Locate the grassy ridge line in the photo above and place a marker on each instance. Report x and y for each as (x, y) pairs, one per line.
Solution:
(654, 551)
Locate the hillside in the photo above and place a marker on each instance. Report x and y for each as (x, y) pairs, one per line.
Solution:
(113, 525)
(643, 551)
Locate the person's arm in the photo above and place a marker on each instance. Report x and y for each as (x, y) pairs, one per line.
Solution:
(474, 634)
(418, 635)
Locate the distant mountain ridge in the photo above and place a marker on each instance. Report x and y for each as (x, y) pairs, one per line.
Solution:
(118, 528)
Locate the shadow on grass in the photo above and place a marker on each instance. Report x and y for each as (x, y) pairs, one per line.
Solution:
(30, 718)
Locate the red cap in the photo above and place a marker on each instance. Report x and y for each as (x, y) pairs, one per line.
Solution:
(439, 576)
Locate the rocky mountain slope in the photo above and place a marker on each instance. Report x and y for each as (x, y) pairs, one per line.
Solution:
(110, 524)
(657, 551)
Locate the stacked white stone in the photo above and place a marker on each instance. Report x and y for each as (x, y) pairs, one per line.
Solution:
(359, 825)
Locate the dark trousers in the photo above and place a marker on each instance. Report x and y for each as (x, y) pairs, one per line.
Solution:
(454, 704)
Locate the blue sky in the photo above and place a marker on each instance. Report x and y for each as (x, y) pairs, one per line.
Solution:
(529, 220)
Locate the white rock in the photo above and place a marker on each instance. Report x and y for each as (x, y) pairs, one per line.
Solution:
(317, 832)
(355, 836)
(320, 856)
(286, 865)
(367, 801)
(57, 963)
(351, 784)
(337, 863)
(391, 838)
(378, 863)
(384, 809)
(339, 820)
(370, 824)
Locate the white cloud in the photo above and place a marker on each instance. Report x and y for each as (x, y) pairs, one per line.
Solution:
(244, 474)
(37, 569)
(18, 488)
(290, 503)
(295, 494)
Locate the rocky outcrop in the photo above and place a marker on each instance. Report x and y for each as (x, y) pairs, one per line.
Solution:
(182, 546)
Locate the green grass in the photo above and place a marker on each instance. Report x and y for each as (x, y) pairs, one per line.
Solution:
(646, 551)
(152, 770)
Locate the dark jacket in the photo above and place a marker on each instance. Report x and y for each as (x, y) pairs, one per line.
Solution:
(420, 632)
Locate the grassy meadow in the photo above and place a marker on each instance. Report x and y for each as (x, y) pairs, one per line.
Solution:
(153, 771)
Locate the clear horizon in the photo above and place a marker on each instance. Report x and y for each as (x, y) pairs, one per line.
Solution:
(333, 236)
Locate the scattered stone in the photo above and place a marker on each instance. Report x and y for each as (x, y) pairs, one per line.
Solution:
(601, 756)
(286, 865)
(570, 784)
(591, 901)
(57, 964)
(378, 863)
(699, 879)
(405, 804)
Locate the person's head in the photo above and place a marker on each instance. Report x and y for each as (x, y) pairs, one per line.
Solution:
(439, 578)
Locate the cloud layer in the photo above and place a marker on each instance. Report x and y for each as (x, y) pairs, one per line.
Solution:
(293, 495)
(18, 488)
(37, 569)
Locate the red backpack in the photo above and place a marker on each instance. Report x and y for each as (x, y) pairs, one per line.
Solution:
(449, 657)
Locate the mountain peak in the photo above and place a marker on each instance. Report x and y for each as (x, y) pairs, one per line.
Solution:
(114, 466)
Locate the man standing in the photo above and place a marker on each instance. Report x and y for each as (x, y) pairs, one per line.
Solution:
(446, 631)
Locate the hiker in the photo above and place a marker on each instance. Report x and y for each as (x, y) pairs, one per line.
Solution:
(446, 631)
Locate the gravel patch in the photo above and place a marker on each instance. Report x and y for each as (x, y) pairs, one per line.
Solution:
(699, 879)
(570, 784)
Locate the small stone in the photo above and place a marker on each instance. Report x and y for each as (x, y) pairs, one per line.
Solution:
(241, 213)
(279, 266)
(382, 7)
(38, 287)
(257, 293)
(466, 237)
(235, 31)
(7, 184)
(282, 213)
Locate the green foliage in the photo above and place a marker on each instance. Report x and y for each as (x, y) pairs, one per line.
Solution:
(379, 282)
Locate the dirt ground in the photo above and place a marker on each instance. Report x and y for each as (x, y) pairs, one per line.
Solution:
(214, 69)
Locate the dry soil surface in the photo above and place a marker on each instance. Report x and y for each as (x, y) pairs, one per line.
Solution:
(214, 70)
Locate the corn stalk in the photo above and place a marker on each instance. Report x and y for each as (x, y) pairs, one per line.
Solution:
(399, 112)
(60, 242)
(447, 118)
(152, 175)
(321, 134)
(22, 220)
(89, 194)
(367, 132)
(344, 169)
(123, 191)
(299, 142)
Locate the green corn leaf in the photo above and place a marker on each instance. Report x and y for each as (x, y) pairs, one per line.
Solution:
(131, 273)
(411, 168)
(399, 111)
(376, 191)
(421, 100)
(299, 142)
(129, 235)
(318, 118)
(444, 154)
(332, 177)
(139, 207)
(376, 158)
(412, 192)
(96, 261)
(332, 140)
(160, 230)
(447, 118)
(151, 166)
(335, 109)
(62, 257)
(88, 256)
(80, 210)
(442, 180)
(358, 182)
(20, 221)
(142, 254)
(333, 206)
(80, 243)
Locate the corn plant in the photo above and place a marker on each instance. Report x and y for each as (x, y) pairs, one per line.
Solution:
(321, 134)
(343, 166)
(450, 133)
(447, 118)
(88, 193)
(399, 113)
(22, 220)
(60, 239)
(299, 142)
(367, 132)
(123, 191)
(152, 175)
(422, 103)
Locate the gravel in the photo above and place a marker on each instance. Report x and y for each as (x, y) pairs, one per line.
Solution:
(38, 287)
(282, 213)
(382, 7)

********

YOUR TASK >> Whatever is in the entries above, write it out exactly.

WRITTEN REPLY >>
Locate the grassy ridge line in the photo above and place a marker on each instance. Report x and y for each as (x, y) pairs, one per line.
Solution:
(654, 551)
Locate the hillside in the photo above and place a marker on each instance. Report x and y for each as (x, y) pairs, one per line.
Solution:
(113, 525)
(643, 551)
Locate the person's arm in the photo above and place a marker on each instance. Report x and y for each as (x, y) pairs, one per line.
Solution:
(474, 634)
(418, 635)
Locate the distant mountain ridge in the photo above and place a marker on each instance. Report x and y for each as (x, y) pairs, one per line.
Solution:
(118, 528)
Locate the shadow on grass in the photo above and place a marker on each instance. Report x and y for each as (x, y) pairs, one per line.
Solution:
(30, 718)
Locate the red cap in the photo above and place a marker on each instance. Report x and y for each as (x, y) pairs, one per line.
Solution:
(439, 576)
Locate the rocky mountain slope in the photo above and place a marker on each instance. Report x and y for each as (x, y) pairs, one per line.
Solution:
(110, 524)
(657, 551)
Locate the stacked white stone in the photo above and place a marker on each instance. Report x and y for each as (x, y) pairs, one per line.
Solution:
(359, 825)
Locate the dark trousers in the photo above and place a marker on each instance. Report x and y for each as (x, y) pairs, one per line.
Solution:
(454, 704)
Locate the blue sky in the photo above and place a marker on each instance. Report x and y for each as (x, y) pairs, one per line.
Solution:
(529, 220)
Locate the white rock in the photo above and place a marker on each instance. Report x and y for each as (x, y) pairs, one per line.
Solution:
(317, 832)
(355, 836)
(320, 856)
(286, 865)
(367, 801)
(57, 963)
(351, 784)
(337, 863)
(391, 838)
(378, 863)
(384, 809)
(339, 820)
(370, 824)
Locate the white cloud in the photo above and place a marker on each instance. Report x and y for each as (x, y) pairs, one per line.
Solution:
(244, 474)
(37, 569)
(18, 488)
(290, 503)
(295, 494)
Locate the rocky outcrop in the photo above and place a marker on each instance. Report x and y for each as (x, y) pairs, one per line.
Solution:
(182, 546)
Locate the green grass in the photo above and place a marker on each instance. Report x and y for each as (x, y) pairs, one per line.
Solution:
(646, 551)
(152, 770)
Locate the dark jacket in the photo above and place a marker on each instance. Report x and y for each as (x, y) pairs, one per line.
Solution:
(420, 632)
Locate the grassy meadow in the photo above and place a marker on each instance. Report x and y for each as (x, y) pairs, one per line.
Solution:
(153, 771)
Locate the clear horizon in the photo above and place a marker on each instance. Report x and y for each as (x, y) pairs, one per line.
Solution:
(333, 236)
Locate the scattered stone in the photo above and place a marker on each instance. Report x and y for each as (x, y) pairs, one per line.
Solution:
(601, 756)
(286, 865)
(570, 784)
(591, 901)
(57, 964)
(378, 863)
(699, 879)
(405, 804)
Locate the person's head in the photo above and place a marker on each instance. Report x and y for each as (x, y) pairs, one per line.
Solution:
(439, 578)
Locate the cloud layer in the photo above and place a marker on each instance. Report x and y for each as (x, y) pairs, one per line.
Solution:
(293, 495)
(18, 488)
(37, 569)
Locate the red backpack in the photo above and place a marker on each instance. Report x and y for each as (x, y) pairs, one per line.
Solution:
(449, 657)
Locate the mountain peak in the photo above and place a marker on each instance. Report x and y for each as (x, y) pairs, one per line.
Solution:
(114, 466)
Locate the man standing in the photo above and place a marker on each instance. Report x and y for each as (x, y) pairs, one per line.
Solution:
(446, 631)
Locate the hiker in the photo above and place a marker on each instance. Report x and y for each as (x, y) pairs, one per line.
Solution:
(446, 631)
Locate the gravel patch in the photo above and place a marker on each instance. Report x and y for each as (x, y) pairs, one per line.
Solution:
(699, 879)
(570, 784)
Locate the small stone in the photo above and place a marker on each instance. Report x and y for each as (x, y) pairs, one per line.
Solution:
(241, 213)
(279, 266)
(382, 7)
(38, 287)
(257, 293)
(466, 237)
(235, 31)
(7, 184)
(282, 213)
Locate the green foliage in the photo above and place a marker on each instance. Report x and y for each as (x, y) pairs, one per line.
Solution:
(379, 282)
Locate the dirt ground in the photo above and place a marker on each instance. Report x and y for each as (x, y) pairs, one per line.
Solution:
(214, 69)
Locate the dry soil surface in the photo above and place a marker on each instance. Report x and y for each as (x, y) pairs, one per line.
Solution:
(214, 70)
Locate the corn stalk in the photo above and place a marker on each instance. Report x and y for each as (x, y) pairs, one per line.
Solution:
(399, 112)
(60, 242)
(447, 118)
(152, 175)
(321, 134)
(22, 220)
(89, 194)
(367, 132)
(344, 169)
(123, 191)
(299, 142)
Locate the green corn leaf in the photo above and place a marker on each instance. Report x and y for each as (x, y) pairs, one per line.
Solution:
(131, 273)
(411, 168)
(399, 111)
(376, 191)
(421, 100)
(299, 142)
(129, 235)
(318, 118)
(444, 154)
(332, 177)
(139, 207)
(376, 158)
(412, 192)
(96, 261)
(332, 140)
(160, 230)
(447, 118)
(151, 166)
(335, 109)
(62, 257)
(88, 256)
(80, 210)
(442, 180)
(358, 182)
(20, 221)
(142, 254)
(333, 206)
(80, 243)
Locate the corn plant in the photo above and place a marker on each instance. Report x and y for each as (x, y) pairs, one per line.
Solution:
(321, 134)
(343, 166)
(450, 133)
(447, 118)
(88, 193)
(399, 113)
(22, 220)
(60, 239)
(299, 142)
(367, 132)
(123, 191)
(152, 175)
(422, 103)
Locate the gravel in the photo above and place a marker on each instance. Report x and y for each as (x, y) pairs, one per line.
Solution:
(38, 287)
(282, 213)
(382, 7)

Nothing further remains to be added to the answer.